Challenge: Could you copy the lines below word for word, leaving out the pictures?

>> begin Exercise inputs

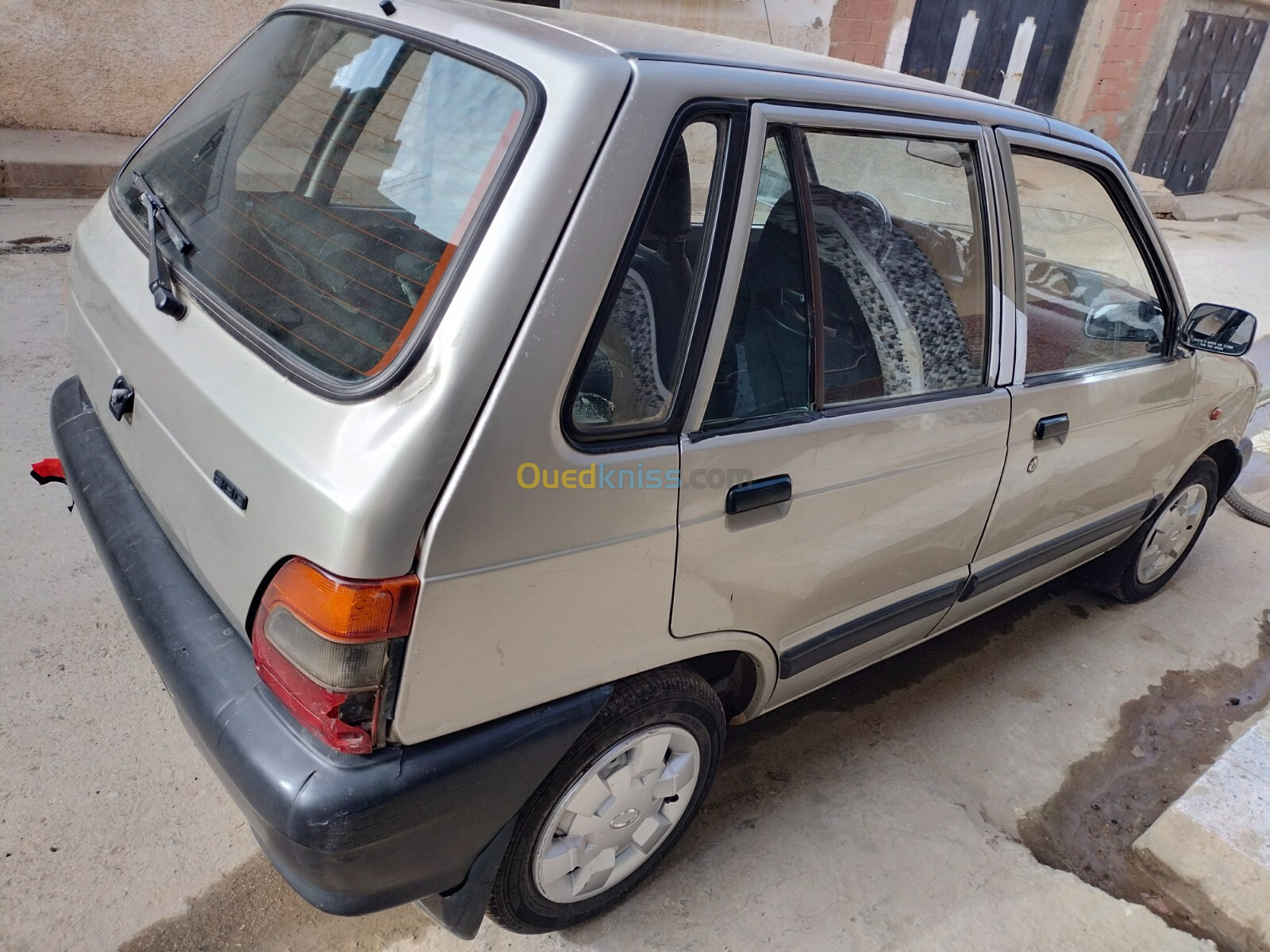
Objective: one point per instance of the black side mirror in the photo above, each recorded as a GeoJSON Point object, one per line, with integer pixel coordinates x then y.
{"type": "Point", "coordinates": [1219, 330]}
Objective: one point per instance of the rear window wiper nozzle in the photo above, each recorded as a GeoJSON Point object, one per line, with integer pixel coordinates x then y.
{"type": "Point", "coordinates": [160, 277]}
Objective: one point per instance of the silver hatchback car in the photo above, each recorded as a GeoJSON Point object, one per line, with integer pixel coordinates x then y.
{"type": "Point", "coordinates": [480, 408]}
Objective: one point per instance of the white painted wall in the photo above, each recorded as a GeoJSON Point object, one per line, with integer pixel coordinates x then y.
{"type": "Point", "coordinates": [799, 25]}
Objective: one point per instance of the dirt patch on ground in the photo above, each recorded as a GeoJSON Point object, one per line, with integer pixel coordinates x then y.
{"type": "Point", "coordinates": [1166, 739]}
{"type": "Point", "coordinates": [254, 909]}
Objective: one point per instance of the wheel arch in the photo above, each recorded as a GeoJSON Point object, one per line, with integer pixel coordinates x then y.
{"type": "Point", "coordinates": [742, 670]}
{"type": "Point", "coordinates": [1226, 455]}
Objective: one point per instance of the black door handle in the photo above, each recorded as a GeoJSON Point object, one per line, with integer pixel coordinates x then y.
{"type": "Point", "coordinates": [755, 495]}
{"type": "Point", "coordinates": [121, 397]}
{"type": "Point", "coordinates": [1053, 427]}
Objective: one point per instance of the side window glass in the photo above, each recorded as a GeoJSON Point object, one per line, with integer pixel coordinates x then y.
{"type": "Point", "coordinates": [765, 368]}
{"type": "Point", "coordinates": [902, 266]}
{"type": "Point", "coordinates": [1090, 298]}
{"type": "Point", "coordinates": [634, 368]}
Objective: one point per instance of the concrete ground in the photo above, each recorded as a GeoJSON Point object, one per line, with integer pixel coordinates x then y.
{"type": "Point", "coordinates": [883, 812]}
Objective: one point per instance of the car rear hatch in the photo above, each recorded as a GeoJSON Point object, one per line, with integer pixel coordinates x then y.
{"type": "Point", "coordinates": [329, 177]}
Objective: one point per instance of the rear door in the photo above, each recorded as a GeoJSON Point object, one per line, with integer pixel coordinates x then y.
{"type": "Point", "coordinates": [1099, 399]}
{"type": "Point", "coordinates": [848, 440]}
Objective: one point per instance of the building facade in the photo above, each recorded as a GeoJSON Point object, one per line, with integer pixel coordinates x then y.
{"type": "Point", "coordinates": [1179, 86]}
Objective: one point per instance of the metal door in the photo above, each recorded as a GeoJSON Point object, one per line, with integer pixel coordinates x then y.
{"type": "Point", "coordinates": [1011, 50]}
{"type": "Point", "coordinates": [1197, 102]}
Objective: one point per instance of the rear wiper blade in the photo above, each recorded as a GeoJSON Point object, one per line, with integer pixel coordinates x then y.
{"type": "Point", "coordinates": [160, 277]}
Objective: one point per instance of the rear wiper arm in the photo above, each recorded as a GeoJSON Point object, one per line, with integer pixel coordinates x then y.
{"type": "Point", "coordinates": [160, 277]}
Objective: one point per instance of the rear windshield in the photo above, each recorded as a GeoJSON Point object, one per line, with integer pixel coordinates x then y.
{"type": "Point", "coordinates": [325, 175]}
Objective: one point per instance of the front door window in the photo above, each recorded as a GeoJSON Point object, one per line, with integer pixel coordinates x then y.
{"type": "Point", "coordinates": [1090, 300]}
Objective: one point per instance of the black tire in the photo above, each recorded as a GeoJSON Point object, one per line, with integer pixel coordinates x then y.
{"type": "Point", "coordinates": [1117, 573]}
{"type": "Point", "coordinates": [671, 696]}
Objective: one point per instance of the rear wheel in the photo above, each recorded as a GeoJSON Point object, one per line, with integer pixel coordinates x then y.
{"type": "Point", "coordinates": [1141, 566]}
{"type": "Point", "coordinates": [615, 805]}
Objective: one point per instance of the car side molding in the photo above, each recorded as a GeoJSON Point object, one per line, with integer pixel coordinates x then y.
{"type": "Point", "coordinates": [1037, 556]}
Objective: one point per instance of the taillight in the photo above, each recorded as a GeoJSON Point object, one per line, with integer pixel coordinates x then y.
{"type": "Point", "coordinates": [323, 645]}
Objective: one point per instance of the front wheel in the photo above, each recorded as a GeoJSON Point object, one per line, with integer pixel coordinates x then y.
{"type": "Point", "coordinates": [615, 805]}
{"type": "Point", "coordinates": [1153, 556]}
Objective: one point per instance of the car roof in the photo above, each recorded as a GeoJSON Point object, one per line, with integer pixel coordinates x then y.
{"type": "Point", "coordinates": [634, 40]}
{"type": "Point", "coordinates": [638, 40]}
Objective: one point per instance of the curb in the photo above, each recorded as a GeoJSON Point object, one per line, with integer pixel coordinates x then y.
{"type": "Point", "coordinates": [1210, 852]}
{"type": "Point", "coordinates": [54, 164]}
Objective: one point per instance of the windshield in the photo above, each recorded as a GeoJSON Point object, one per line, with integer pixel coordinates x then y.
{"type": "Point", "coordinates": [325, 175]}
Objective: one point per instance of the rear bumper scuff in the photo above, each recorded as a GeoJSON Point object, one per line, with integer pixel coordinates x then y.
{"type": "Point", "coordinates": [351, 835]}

>> end Exercise inputs

The reply:
Objective: one point per instance of the black side mirror in the photo above, each recorded as a GeoJSON Point object, one per line, with integer pixel coordinates x then y.
{"type": "Point", "coordinates": [1219, 330]}
Objective: one point per instance of the rear window wiper nozzle in the photo above, each recorded as a GeoJSON Point object, one per line, with integer pixel coordinates x then y.
{"type": "Point", "coordinates": [160, 277]}
Objective: one point per instance of the silver hatchback car in the photo above, each recorded as a GeoJSON Point object, one per line, with integer pixel coordinates x then y.
{"type": "Point", "coordinates": [480, 408]}
Objective: one point per instance of the white painted wall in the photo above, each recorded as a GeoJSON Point object, one per line, with integer pixel coordinates x then y.
{"type": "Point", "coordinates": [799, 25]}
Objective: one point per instance of the dirt patch on ground in the photo above, each recorded as a GeoJSON Point object, one per line, with integer pixel coordinates x then y.
{"type": "Point", "coordinates": [1166, 739]}
{"type": "Point", "coordinates": [254, 909]}
Objective: one point per instance of the wheel arch in the photo above, each recorded as a GeoJSON Point object, one per line, with integer pixel coordinates x then y.
{"type": "Point", "coordinates": [742, 670]}
{"type": "Point", "coordinates": [1226, 455]}
Objective: one point per instance of the black door handle in the photo above, each recorded as a GeoJSON Point object, one per line, with integer pixel coordinates x then y.
{"type": "Point", "coordinates": [755, 495]}
{"type": "Point", "coordinates": [121, 397]}
{"type": "Point", "coordinates": [1053, 427]}
Objective: one point per instance of the side window glass in the photo above, each recorded as a GeoJSON Point object, one per line, with integer pixel coordinates x then y.
{"type": "Point", "coordinates": [765, 368]}
{"type": "Point", "coordinates": [902, 266]}
{"type": "Point", "coordinates": [1090, 298]}
{"type": "Point", "coordinates": [634, 368]}
Objective: one point per instance of the concrete ground in the photo above, each recorded as a GeoJSON Point object, one per line, with integer pixel coordinates x then y.
{"type": "Point", "coordinates": [883, 812]}
Objective: one point per instance of the car rear hatch in the photo above, each recorded as a GeoJSON Point object, one per line, with integer pixel coordinates x then y.
{"type": "Point", "coordinates": [329, 177]}
Objective: one point per instance of the rear door in the photo above, each recorded as a GeoJSON Point object, one per line, with integer pixel coordinates x then y.
{"type": "Point", "coordinates": [1099, 399]}
{"type": "Point", "coordinates": [848, 440]}
Objective: one point per instance of the building facade in the photo above, each recorded as a GeoJSON Point object, one per line, with integer pixel coordinates x then y.
{"type": "Point", "coordinates": [1179, 86]}
Objective: one point per instance of the metal door in the photo above, each recorded as a GeoJSON Point object, one per line, with integer pixel coordinates x then y.
{"type": "Point", "coordinates": [1011, 50]}
{"type": "Point", "coordinates": [1197, 102]}
Objective: one point per instance of the rear wiper blade in the photo above, each recorded as a GeoJSON Point object, one per line, with integer pixel coordinates x then y.
{"type": "Point", "coordinates": [160, 277]}
Objective: one point per instance of the rear wiper arm in the photo above, each recorded as a GeoJSON Point object, one per line, with integer pixel coordinates x then y.
{"type": "Point", "coordinates": [160, 277]}
Objective: one point per instance of the rear windshield in the photo above, each recorded as a GeoJSON Point object, one per line, with integer pixel coordinates x then y.
{"type": "Point", "coordinates": [325, 175]}
Objective: one point per instance of the front door window in the photo above, each recorded as a GeoJSON Point object, one per line, with integer pixel coordinates x then y.
{"type": "Point", "coordinates": [1090, 300]}
Objective: one point per instance of the black tire in the photo above, each recorded as a GeoJSON Point object, one per line, with integer pixel coordinates x then y.
{"type": "Point", "coordinates": [1117, 573]}
{"type": "Point", "coordinates": [671, 696]}
Objective: one point per instance of the rear wheel in the photo above, each recorded as a GeoJSON Point object, one per line, with integer pixel coordinates x then y.
{"type": "Point", "coordinates": [1141, 566]}
{"type": "Point", "coordinates": [615, 805]}
Objective: one point per instance of the car side molding in the photo above, each recorded as a GeoJSON Point object, one per line, with integer pixel coordinates x then y.
{"type": "Point", "coordinates": [1037, 556]}
Objective: one point per instance of the taillight in the photo above, each recorded as a GeoJSON Point object, one per line, with integer pixel coordinates x then y.
{"type": "Point", "coordinates": [323, 645]}
Objective: one point per instance of the front wheel in the photo above, each recorded as a GeoJSON Point object, one per line, with integer pixel coordinates x then y.
{"type": "Point", "coordinates": [615, 805]}
{"type": "Point", "coordinates": [1153, 556]}
Objective: one point per instance of the car roof in the photo above, each recorded as a GeoJSON Point object, one per line, with integer pixel coordinates x then y.
{"type": "Point", "coordinates": [634, 40]}
{"type": "Point", "coordinates": [638, 40]}
Objective: one point per instance of the curb in the photo above, each recorded as a GeoJSON Point object, one per line, with integer pixel coordinates x then y.
{"type": "Point", "coordinates": [1210, 852]}
{"type": "Point", "coordinates": [54, 164]}
Objective: one point per instance of the windshield in the photo above, each recorded as a GeoJSON Point object, one per line, with integer pixel coordinates x then y.
{"type": "Point", "coordinates": [325, 175]}
Objective: one point per instance of the rear bumper scuff in the photo above, each recorded as a GeoJSON Point object, one per line, with integer pixel coordinates x then y.
{"type": "Point", "coordinates": [351, 835]}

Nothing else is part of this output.